SELECTED TEXT –
In 2013-14 the proposed CA Medicaid budget is $57.4B* (see slide 41).  LA has 40% of CA population, so we can ballpark the LA-specific Medicaid spend as $27B per year**.

How much is $27B?  A lot.  In fact, an enormous amount.  The entire "LA Metro" budget for 2013 was only $4.5B (page 17).  That includes bus, light-rail, subway operating and capital expenses!  Fares on the system came to only $0.35B.  Operating expenses to $3B. So what would the LA transit system look like if it were funded instead of Medicaid?

First, for <2% of Medicaid spending you could make the entire system free.  For another 6% (1.5B) you could increase operating frequency by 1.5x*** making it easier for the poor to get around LA. With the remaining $25B you could buy 25 new miles of subway every year at a bloated $1B/mile cost****.  Not light rail but SUBWAY.  That's more subway miles each year than LA now has in total.  In about 8 years, LA would have more subway miles than NYC.

One other interesting note- transferring this spending from Medicaid to mass transit would also transfer $27B of income/year from wealthy, white-collar medical workers to blue-collar construction and transit workers.

So here's the question- are the poor of LA better off with nearly-free world-class medical care, or with a free, world-class transportation system?

DATA RECORDS –
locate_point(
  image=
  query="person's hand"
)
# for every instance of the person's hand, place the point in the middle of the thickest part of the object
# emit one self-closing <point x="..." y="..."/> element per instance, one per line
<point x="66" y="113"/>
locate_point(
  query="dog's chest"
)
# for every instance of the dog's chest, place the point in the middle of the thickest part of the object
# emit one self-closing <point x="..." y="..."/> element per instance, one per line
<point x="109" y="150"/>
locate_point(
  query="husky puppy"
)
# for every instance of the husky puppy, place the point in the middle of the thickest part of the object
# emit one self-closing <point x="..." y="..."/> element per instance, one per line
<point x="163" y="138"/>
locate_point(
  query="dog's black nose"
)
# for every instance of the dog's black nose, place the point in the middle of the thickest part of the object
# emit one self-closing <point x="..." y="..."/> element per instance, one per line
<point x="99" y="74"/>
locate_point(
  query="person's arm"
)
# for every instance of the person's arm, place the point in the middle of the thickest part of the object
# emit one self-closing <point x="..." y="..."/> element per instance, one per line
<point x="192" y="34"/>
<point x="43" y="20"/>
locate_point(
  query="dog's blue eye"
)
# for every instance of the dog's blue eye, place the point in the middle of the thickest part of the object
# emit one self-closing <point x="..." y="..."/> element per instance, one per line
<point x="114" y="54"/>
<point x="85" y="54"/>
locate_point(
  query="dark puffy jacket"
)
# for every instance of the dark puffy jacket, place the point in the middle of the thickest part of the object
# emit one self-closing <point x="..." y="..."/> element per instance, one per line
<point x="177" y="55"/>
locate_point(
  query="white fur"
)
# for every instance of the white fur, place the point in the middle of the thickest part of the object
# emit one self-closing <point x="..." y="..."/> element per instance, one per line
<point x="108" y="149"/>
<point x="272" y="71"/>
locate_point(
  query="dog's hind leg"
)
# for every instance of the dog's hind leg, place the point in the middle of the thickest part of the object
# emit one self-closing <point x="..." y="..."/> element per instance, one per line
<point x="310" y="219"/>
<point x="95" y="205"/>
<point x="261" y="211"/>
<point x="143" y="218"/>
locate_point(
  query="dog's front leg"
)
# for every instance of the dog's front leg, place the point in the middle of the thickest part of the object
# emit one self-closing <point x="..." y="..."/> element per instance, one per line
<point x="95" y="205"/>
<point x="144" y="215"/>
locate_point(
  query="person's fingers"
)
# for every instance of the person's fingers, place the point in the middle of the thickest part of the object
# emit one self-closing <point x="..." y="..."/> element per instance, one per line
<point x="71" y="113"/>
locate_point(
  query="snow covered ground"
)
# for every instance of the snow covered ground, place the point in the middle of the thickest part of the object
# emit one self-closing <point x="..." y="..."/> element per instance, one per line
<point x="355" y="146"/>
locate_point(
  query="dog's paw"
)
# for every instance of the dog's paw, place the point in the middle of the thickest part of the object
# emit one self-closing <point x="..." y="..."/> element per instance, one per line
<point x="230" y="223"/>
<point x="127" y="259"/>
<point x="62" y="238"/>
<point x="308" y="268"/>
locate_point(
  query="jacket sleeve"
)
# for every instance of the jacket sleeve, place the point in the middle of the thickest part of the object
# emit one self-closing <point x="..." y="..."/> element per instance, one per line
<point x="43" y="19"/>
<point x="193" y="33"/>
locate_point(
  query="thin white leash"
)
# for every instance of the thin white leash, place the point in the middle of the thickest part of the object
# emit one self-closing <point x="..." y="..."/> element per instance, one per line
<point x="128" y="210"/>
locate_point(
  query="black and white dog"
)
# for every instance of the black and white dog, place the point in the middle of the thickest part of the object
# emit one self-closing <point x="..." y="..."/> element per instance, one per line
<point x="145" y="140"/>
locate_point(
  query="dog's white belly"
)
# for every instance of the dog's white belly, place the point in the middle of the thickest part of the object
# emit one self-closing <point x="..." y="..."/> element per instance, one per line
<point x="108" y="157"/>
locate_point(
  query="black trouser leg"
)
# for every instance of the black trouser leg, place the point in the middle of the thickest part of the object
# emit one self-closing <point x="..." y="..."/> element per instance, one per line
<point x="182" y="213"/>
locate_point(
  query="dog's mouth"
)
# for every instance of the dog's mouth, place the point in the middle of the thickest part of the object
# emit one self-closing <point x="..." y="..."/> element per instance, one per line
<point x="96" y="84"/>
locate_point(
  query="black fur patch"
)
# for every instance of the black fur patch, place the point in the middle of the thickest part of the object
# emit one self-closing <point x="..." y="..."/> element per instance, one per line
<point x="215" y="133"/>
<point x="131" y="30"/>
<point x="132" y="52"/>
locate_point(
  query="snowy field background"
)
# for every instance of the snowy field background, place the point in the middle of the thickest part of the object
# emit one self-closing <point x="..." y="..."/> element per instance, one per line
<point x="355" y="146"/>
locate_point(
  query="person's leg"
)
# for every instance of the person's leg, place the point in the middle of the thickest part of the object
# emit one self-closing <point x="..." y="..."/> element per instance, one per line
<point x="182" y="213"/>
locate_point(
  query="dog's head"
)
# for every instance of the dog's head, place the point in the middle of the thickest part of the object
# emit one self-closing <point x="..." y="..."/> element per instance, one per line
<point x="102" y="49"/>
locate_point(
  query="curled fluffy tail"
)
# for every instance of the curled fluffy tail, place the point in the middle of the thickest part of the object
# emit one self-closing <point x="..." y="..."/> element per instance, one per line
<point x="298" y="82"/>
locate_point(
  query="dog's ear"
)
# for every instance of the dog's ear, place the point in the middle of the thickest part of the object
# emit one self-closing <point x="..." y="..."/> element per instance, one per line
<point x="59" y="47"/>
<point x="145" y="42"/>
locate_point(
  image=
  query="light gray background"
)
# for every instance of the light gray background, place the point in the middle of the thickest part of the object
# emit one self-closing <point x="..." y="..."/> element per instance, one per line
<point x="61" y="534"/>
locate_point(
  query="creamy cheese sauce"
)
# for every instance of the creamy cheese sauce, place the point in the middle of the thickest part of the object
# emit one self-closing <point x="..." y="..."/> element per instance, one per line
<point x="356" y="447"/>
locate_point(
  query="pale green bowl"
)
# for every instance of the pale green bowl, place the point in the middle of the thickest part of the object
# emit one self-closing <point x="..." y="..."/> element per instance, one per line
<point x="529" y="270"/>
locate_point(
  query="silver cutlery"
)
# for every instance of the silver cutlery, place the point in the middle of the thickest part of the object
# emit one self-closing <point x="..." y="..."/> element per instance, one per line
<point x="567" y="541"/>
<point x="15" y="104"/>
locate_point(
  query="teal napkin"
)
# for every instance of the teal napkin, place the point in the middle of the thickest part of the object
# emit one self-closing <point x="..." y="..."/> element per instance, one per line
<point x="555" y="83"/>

WHAT THIS TASK INVOLVES – Set down the passage on Medicaid and LA transit spending word for word, from "First, for <2%" to "miles than NYC.".

RESPONSE AREA –
First, for <2% of Medicaid spending you could make the entire system free.  For another 6% (1.5B) you could increase operating frequency by 1.5x*** making it easier for the poor to get around LA. With the remaining $25B you could buy 25 new miles of subway every year at a bloated $1B/mile cost****.  Not light rail but SUBWAY.  That's more subway miles each year than LA now has in total.  In about 8 years, LA would have more subway miles than NYC.